• [EXERCISE PROMPT] Extract each line of the records below that contains the word "this".

• [INPUT]

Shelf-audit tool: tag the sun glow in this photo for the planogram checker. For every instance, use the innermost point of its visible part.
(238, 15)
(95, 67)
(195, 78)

==

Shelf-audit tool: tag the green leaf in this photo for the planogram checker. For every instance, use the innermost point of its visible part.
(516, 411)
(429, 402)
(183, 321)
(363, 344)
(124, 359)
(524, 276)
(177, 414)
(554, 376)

* * *

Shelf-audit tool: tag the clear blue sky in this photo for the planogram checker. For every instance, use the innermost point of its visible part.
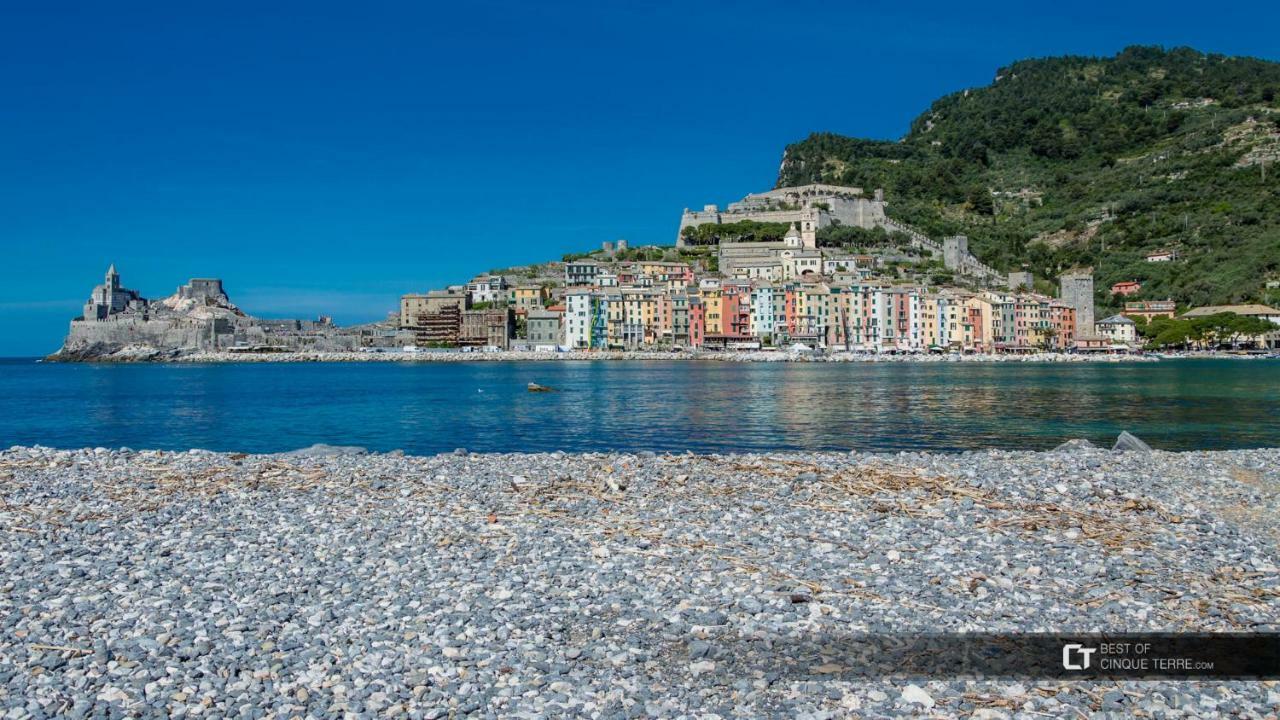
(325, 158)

• [OUTPUT OF THE TASK]
Shelf-audit tool: tag the sun glow in this photo for the planogram checker. For every instance, use the innermost point of its visible part.
Shelf-audit tool: tag the green leaf in this photo for the planogram checker. For every instance, use the innermost point of its visible part.
Shelf-audit tool: tag the clear blue sky in this photo for the planogram checker. For every instance, use the innermost point of its visible part.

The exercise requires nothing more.